Count the lines in the rows that contain the word "white", with case counting, and give only the number.

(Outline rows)
____________
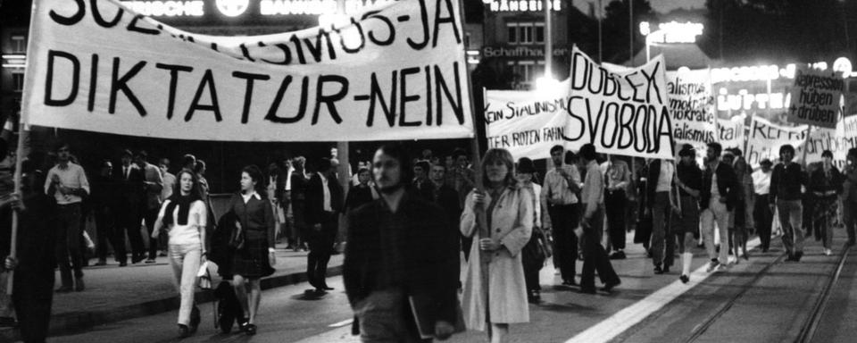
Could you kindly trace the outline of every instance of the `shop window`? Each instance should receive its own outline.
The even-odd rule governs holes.
[[[509,44],[545,43],[544,22],[507,22],[506,31],[509,36]]]
[[[27,37],[23,35],[13,35],[11,38],[11,48],[12,54],[27,53]]]
[[[12,90],[16,92],[21,92],[24,90],[24,73],[23,72],[12,73]]]

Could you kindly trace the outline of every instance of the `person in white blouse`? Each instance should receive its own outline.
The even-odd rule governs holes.
[[[202,200],[199,180],[194,172],[185,169],[177,175],[179,182],[172,196],[161,206],[154,222],[152,238],[156,238],[162,228],[169,236],[170,264],[172,266],[179,294],[179,336],[190,336],[199,326],[199,308],[194,303],[196,273],[206,259],[205,203]]]

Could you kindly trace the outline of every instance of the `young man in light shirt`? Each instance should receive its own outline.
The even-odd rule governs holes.
[[[56,262],[60,266],[62,286],[56,291],[81,291],[86,287],[83,282],[83,250],[80,246],[80,204],[83,197],[89,195],[89,180],[87,180],[83,168],[70,161],[71,147],[68,144],[60,143],[57,146],[56,158],[57,164],[47,172],[45,180],[45,194],[54,196],[57,205]]]
[[[774,218],[774,213],[770,211],[770,174],[772,170],[770,166],[773,163],[769,159],[761,160],[759,163],[761,168],[753,172],[753,193],[756,195],[756,201],[753,210],[753,216],[756,222],[755,227],[759,233],[759,239],[761,240],[761,252],[767,253],[770,248],[770,225]]]

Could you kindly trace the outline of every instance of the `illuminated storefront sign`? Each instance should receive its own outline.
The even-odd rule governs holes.
[[[645,36],[646,44],[694,43],[696,36],[703,34],[703,28],[696,22],[670,21],[658,24],[658,29],[653,31],[648,21],[640,22],[640,33]]]
[[[752,111],[786,108],[790,101],[789,93],[755,93],[747,89],[738,90],[738,94],[728,94],[726,88],[720,88],[717,96],[718,111]]]
[[[544,0],[482,0],[491,12],[542,12],[545,11]],[[561,0],[549,2],[553,11],[562,10]]]
[[[395,0],[345,0],[343,4],[345,13],[353,14],[363,12],[368,7],[392,2]],[[262,0],[259,2],[259,13],[262,15],[320,15],[337,12],[337,0]]]
[[[568,56],[571,49],[568,46],[553,46],[554,56]],[[488,57],[545,57],[545,48],[543,46],[486,46],[482,48],[482,56]]]
[[[123,1],[122,4],[134,12],[153,17],[202,17],[205,15],[205,2],[192,1]]]
[[[250,0],[217,0],[217,9],[227,17],[237,17],[247,10]]]

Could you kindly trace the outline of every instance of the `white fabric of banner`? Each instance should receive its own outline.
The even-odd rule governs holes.
[[[551,147],[564,146],[569,80],[546,91],[486,91],[485,125],[488,147],[509,150],[517,160],[550,158]]]
[[[641,67],[612,72],[575,46],[566,148],[592,143],[603,154],[673,159],[665,71],[658,55]]]
[[[115,0],[34,3],[32,125],[164,138],[470,138],[459,0],[385,3],[258,37],[185,32]]]

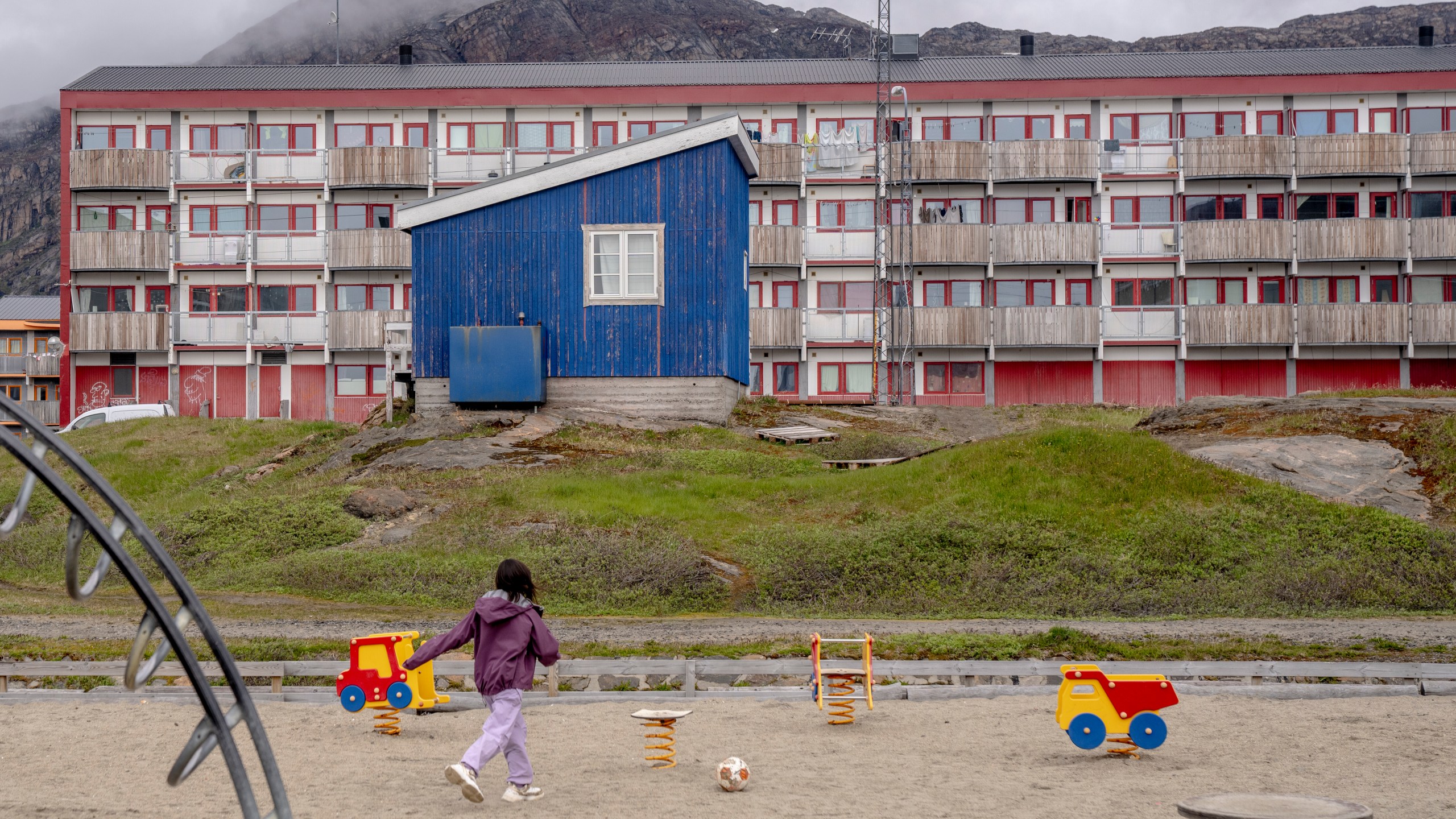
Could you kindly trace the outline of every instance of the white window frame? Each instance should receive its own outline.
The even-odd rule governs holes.
[[[662,275],[662,230],[665,223],[636,223],[636,224],[582,224],[582,305],[662,305],[664,291],[667,290],[664,275]],[[620,236],[619,252],[620,262],[617,265],[622,294],[619,296],[598,296],[593,290],[593,268],[596,267],[596,236],[613,233]],[[651,233],[652,235],[652,294],[626,294],[626,270],[628,270],[628,235],[629,233]]]

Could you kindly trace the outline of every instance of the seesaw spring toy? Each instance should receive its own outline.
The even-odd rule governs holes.
[[[1176,704],[1174,683],[1163,675],[1105,675],[1096,666],[1066,665],[1057,689],[1057,724],[1077,748],[1092,751],[1115,742],[1130,748],[1108,748],[1108,753],[1142,759],[1137,749],[1150,751],[1168,739],[1168,723],[1158,711]]]
[[[820,646],[824,643],[858,643],[863,646],[860,653],[860,667],[858,669],[827,669],[820,657]],[[875,638],[865,634],[863,640],[826,640],[818,634],[810,635],[810,650],[814,657],[814,702],[820,711],[828,701],[828,724],[847,726],[855,721],[855,701],[863,700],[871,711],[875,710],[875,676],[874,676],[874,644]],[[855,678],[860,678],[865,692],[855,694]],[[826,692],[827,691],[827,692]]]
[[[432,708],[448,702],[448,695],[435,694],[434,662],[415,670],[405,667],[418,638],[418,631],[399,631],[349,640],[349,670],[333,682],[339,705],[349,713],[379,710],[374,732],[393,736],[399,733],[403,708]]]

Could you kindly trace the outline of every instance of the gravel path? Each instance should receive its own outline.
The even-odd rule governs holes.
[[[232,619],[217,618],[227,637],[347,638],[377,631],[446,631],[454,621],[383,622],[371,619]],[[1456,644],[1456,618],[1273,619],[1210,618],[1174,621],[1057,621],[1057,619],[776,619],[776,618],[552,618],[558,638],[572,643],[748,643],[821,634],[1031,634],[1056,625],[1111,638],[1277,635],[1291,643],[1348,643],[1383,637],[1411,646]],[[31,637],[131,638],[132,619],[0,615],[0,634]]]

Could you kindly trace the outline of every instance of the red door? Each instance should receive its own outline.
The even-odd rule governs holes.
[[[323,420],[323,364],[294,364],[288,417],[297,421]]]
[[[282,410],[282,367],[258,367],[258,417],[277,418]]]

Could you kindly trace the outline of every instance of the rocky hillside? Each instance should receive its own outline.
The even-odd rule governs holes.
[[[297,0],[202,57],[205,64],[333,63],[331,0]],[[869,28],[833,9],[798,12],[754,0],[351,0],[339,29],[345,63],[393,61],[399,44],[422,63],[751,60],[863,57]],[[1277,28],[1216,28],[1134,42],[1037,34],[1053,52],[1210,51],[1409,44],[1420,25],[1456,42],[1456,3],[1310,15]],[[842,41],[815,38],[843,29]],[[967,22],[922,35],[926,55],[1016,51],[1026,31]],[[58,115],[0,109],[0,293],[54,291]]]

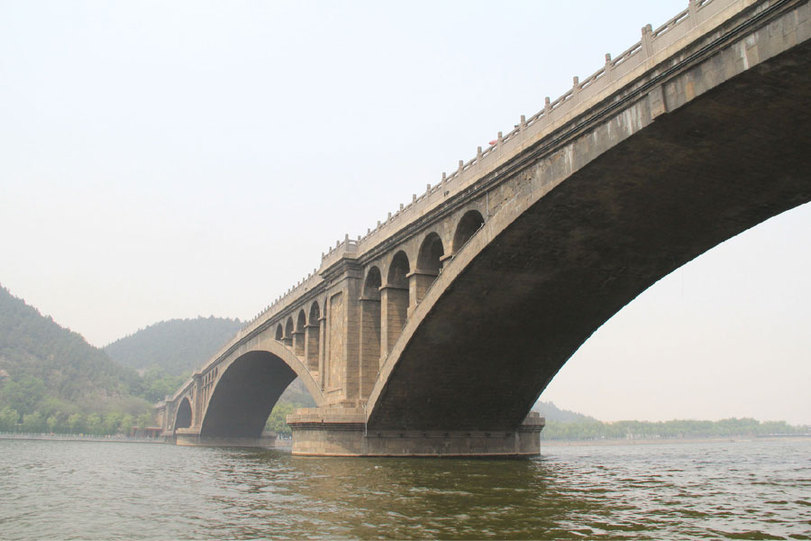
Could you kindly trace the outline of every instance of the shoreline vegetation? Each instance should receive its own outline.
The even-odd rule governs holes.
[[[55,433],[28,433],[28,432],[0,432],[0,440],[19,441],[86,441],[95,443],[168,443],[163,438],[149,438],[140,436],[126,436],[115,434],[99,436],[94,434],[55,434]],[[763,436],[730,436],[726,438],[714,437],[673,437],[673,438],[648,438],[648,439],[601,439],[601,440],[547,440],[541,436],[541,448],[545,447],[603,447],[621,445],[661,445],[672,443],[741,443],[751,441],[811,441],[811,433],[806,434],[771,434]],[[289,449],[291,440],[281,437],[277,439],[274,449]]]

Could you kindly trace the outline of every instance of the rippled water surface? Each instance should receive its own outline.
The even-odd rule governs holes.
[[[811,441],[536,460],[0,440],[0,538],[811,539]]]

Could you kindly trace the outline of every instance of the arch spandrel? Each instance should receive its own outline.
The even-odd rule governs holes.
[[[762,76],[752,70],[634,125],[647,114],[639,102],[529,167],[521,191],[454,250],[410,314],[370,394],[369,430],[517,426],[637,295],[811,200],[792,90],[753,80]],[[752,118],[757,131],[746,127]],[[685,134],[702,122],[708,130],[693,145]],[[764,166],[767,156],[780,159]]]

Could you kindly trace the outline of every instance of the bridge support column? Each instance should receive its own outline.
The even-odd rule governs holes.
[[[521,457],[541,452],[544,419],[531,413],[517,430],[368,431],[361,409],[312,408],[287,417],[298,456]]]

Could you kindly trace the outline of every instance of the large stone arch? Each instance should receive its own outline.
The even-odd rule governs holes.
[[[810,201],[811,118],[797,107],[808,70],[793,65],[808,64],[802,49],[655,121],[639,102],[511,171],[523,189],[464,250],[454,243],[381,368],[368,430],[517,427],[580,345],[642,291]]]
[[[223,365],[205,407],[201,441],[258,438],[281,394],[296,377],[316,405],[324,403],[318,384],[292,351],[275,340],[246,346]]]

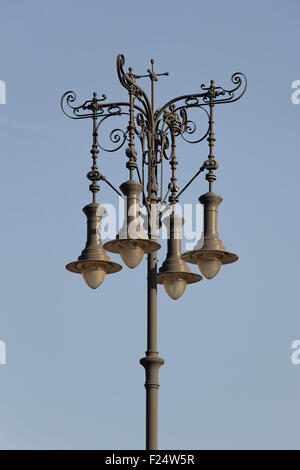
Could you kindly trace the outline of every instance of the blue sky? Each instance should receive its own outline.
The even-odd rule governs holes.
[[[64,268],[84,246],[91,141],[59,99],[125,99],[123,53],[137,73],[152,57],[170,72],[157,106],[210,79],[248,78],[215,114],[219,234],[240,259],[176,302],[159,288],[159,447],[299,449],[299,13],[296,0],[3,2],[1,448],[144,447],[146,261],[96,291]],[[180,146],[181,186],[206,156],[205,143]],[[99,166],[118,186],[124,163],[121,150]],[[206,190],[198,179],[182,202]],[[105,186],[99,200],[116,202]]]

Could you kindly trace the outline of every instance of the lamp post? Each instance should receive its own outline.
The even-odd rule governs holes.
[[[187,263],[197,264],[200,272],[207,279],[212,279],[222,264],[238,259],[237,255],[226,251],[217,231],[217,211],[222,198],[213,192],[216,179],[214,171],[218,168],[214,157],[214,108],[217,104],[232,103],[240,99],[246,91],[247,80],[242,73],[233,74],[233,88],[229,90],[215,86],[211,80],[209,87],[201,85],[200,92],[179,96],[155,110],[154,84],[159,76],[166,76],[168,73],[155,73],[153,60],[151,69],[148,69],[145,75],[135,74],[132,68],[125,72],[124,65],[124,56],[118,55],[117,74],[121,85],[128,92],[128,101],[107,103],[105,95],[98,98],[94,93],[91,100],[75,105],[76,94],[73,91],[64,93],[61,98],[61,108],[68,117],[92,121],[92,167],[87,174],[91,181],[89,189],[92,192],[92,202],[83,208],[87,217],[87,242],[78,259],[67,264],[66,268],[82,274],[88,286],[95,289],[107,274],[122,269],[120,264],[111,261],[107,251],[120,254],[122,261],[131,269],[147,254],[147,350],[140,363],[145,368],[146,375],[146,449],[154,450],[157,449],[158,373],[164,363],[157,351],[157,284],[163,284],[166,293],[172,299],[178,299],[188,284],[202,280],[200,274],[191,272]],[[137,84],[142,78],[150,79],[150,99]],[[194,137],[197,126],[189,117],[192,109],[203,112],[207,122],[205,130],[197,137]],[[128,116],[128,125],[124,130],[111,131],[109,137],[115,147],[107,149],[99,138],[100,128],[109,118],[116,116]],[[207,139],[209,146],[208,158],[182,190],[179,190],[176,176],[176,142],[179,137],[189,143],[199,143]],[[136,141],[140,143],[140,152],[136,150]],[[129,171],[129,179],[120,185],[120,193],[100,173],[97,157],[99,149],[117,151],[126,143],[126,168]],[[171,176],[163,196],[165,160],[170,163]],[[175,207],[181,194],[204,171],[207,172],[209,190],[199,198],[204,206],[203,235],[194,250],[182,254],[181,232],[184,220],[176,214]],[[100,189],[99,181],[108,184],[119,196],[126,199],[124,225],[116,239],[105,243],[104,246],[101,242],[100,226],[105,209],[96,202]],[[141,227],[139,219],[141,194],[148,215],[147,232]],[[164,220],[168,225],[167,257],[157,273],[157,251],[160,248],[157,241],[158,229],[166,208],[171,212]]]

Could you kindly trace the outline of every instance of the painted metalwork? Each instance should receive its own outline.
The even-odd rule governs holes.
[[[190,263],[198,262],[198,255],[204,251],[213,251],[214,256],[223,256],[223,264],[233,262],[237,259],[230,258],[231,254],[225,252],[222,242],[218,239],[214,231],[216,227],[217,207],[220,203],[219,196],[213,193],[213,183],[216,179],[215,170],[218,169],[218,162],[214,156],[214,109],[216,105],[233,103],[238,101],[245,93],[247,80],[244,74],[234,73],[231,77],[232,88],[224,88],[216,86],[213,80],[209,86],[202,84],[200,90],[196,93],[190,93],[178,96],[169,100],[163,106],[155,109],[155,82],[159,77],[167,76],[168,73],[156,73],[154,71],[154,60],[151,60],[151,68],[147,70],[147,74],[138,75],[134,73],[130,67],[126,72],[125,58],[123,55],[117,56],[117,75],[119,81],[127,90],[128,101],[107,102],[104,94],[98,97],[97,93],[93,94],[90,100],[84,101],[82,104],[77,103],[77,97],[74,91],[67,91],[61,98],[61,108],[64,114],[71,119],[91,119],[92,120],[92,167],[87,174],[92,192],[93,202],[96,203],[96,194],[99,191],[99,182],[103,181],[108,184],[117,194],[127,195],[131,191],[131,187],[135,185],[132,191],[135,191],[133,199],[142,193],[143,204],[146,206],[149,214],[148,233],[146,241],[149,249],[145,249],[147,255],[147,350],[145,357],[140,363],[145,368],[145,388],[146,388],[146,448],[157,449],[157,427],[158,427],[158,372],[164,360],[159,357],[157,351],[157,284],[163,283],[166,276],[181,274],[188,283],[195,283],[202,279],[199,274],[190,272],[185,261]],[[148,97],[144,89],[139,85],[140,80],[148,78],[151,84],[151,96]],[[197,111],[199,119],[195,122],[191,113]],[[113,122],[114,118],[125,117],[127,125],[112,128],[105,143],[104,127],[106,124]],[[178,138],[188,143],[197,144],[205,139],[208,141],[208,157],[202,163],[199,170],[191,176],[189,181],[180,190],[177,177],[176,167],[178,165],[176,155],[176,142]],[[139,150],[136,149],[136,144]],[[115,188],[111,181],[103,176],[97,166],[97,158],[99,151],[116,152],[126,145],[125,155],[127,157],[126,168],[129,171],[129,180],[120,186],[121,192]],[[171,168],[171,176],[167,187],[164,187],[164,162],[168,161]],[[179,197],[192,184],[193,181],[206,171],[205,178],[209,184],[209,192],[201,196],[200,202],[204,205],[214,205],[214,213],[209,211],[207,217],[204,218],[204,235],[206,236],[206,245],[197,245],[195,250],[181,256],[181,240],[180,243],[175,241],[174,237],[174,206],[179,201]],[[116,176],[116,175],[114,175]],[[133,184],[134,183],[134,184]],[[138,185],[138,187],[137,187]],[[126,193],[127,192],[127,193]],[[210,196],[208,196],[210,195]],[[210,202],[208,202],[210,201]],[[89,207],[89,206],[86,206]],[[160,216],[167,209],[172,209],[170,230],[171,240],[168,240],[167,258],[160,269],[157,276],[157,249],[160,245],[157,243],[157,230],[153,229],[153,211],[159,208]],[[87,213],[87,210],[85,210]],[[155,212],[155,211],[154,211]],[[88,216],[88,214],[87,214]],[[213,220],[211,219],[213,217]],[[95,223],[95,221],[93,222]],[[182,221],[180,222],[182,224]],[[208,224],[208,225],[207,225]],[[90,225],[90,227],[92,227]],[[91,230],[94,230],[94,226]],[[128,235],[128,234],[127,234]],[[126,236],[127,236],[126,235]],[[126,238],[126,237],[125,237]],[[127,236],[128,240],[129,237]],[[145,237],[140,237],[143,242]],[[88,243],[91,242],[91,233],[88,229]],[[94,240],[99,244],[99,240]],[[108,242],[105,247],[112,252],[120,251],[120,237],[116,240]],[[219,244],[218,244],[219,243]],[[111,272],[119,270],[118,263],[115,265],[108,264],[107,254],[102,245],[97,245],[99,250],[98,261],[107,263],[107,272],[109,267]],[[100,247],[99,247],[100,246]],[[152,248],[150,248],[152,246]],[[224,249],[223,249],[224,248]],[[202,251],[201,251],[202,250]],[[216,254],[217,252],[217,254]],[[95,251],[92,253],[92,261]],[[211,254],[211,253],[210,253]],[[81,256],[87,256],[84,251]],[[229,256],[229,258],[228,258]],[[80,258],[80,257],[79,257]],[[80,272],[80,259],[77,262],[67,265],[67,269],[73,272]],[[78,264],[79,263],[79,264]],[[112,262],[111,262],[112,263]]]

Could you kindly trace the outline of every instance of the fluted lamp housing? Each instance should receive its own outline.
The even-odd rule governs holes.
[[[157,274],[157,283],[163,284],[172,299],[182,296],[187,284],[199,282],[202,276],[192,273],[181,258],[182,226],[184,219],[172,213],[163,220],[168,230],[167,256]]]
[[[77,261],[66,265],[73,273],[82,274],[91,289],[102,284],[106,274],[116,273],[122,269],[118,263],[111,261],[102,246],[100,229],[105,207],[93,202],[83,209],[87,217],[87,242]]]
[[[203,204],[204,228],[200,240],[192,251],[182,255],[188,263],[198,264],[199,270],[207,278],[215,277],[222,264],[234,263],[238,256],[226,251],[218,234],[218,207],[222,202],[221,196],[214,192],[203,194],[199,202]]]
[[[145,253],[159,250],[160,244],[150,240],[140,226],[139,196],[143,185],[134,180],[121,184],[120,190],[126,198],[124,225],[121,227],[115,240],[104,244],[104,248],[111,253],[119,253],[129,268],[139,265]]]

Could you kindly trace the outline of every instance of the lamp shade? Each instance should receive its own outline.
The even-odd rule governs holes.
[[[184,219],[172,214],[163,220],[168,231],[167,256],[157,274],[157,283],[163,284],[165,291],[176,300],[184,293],[186,285],[199,282],[202,276],[192,273],[181,258],[181,238]]]
[[[93,202],[85,206],[83,212],[87,217],[87,242],[77,261],[67,264],[66,269],[82,274],[87,285],[96,289],[106,274],[118,272],[122,266],[111,261],[102,246],[100,230],[105,207]]]
[[[212,279],[218,274],[223,264],[234,263],[239,258],[234,253],[226,251],[219,238],[217,225],[221,196],[208,192],[203,194],[199,201],[203,204],[203,234],[194,249],[184,253],[182,259],[188,263],[197,264],[203,276]]]
[[[134,180],[121,184],[120,190],[125,196],[125,218],[115,240],[104,244],[111,253],[119,253],[124,263],[131,269],[138,266],[145,253],[160,249],[160,244],[150,240],[140,226],[139,195],[143,186]]]

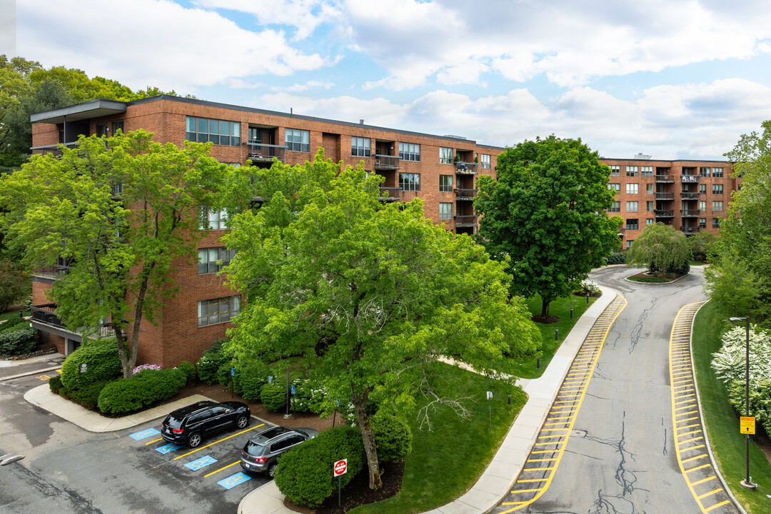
____________
Response to the exercise: 3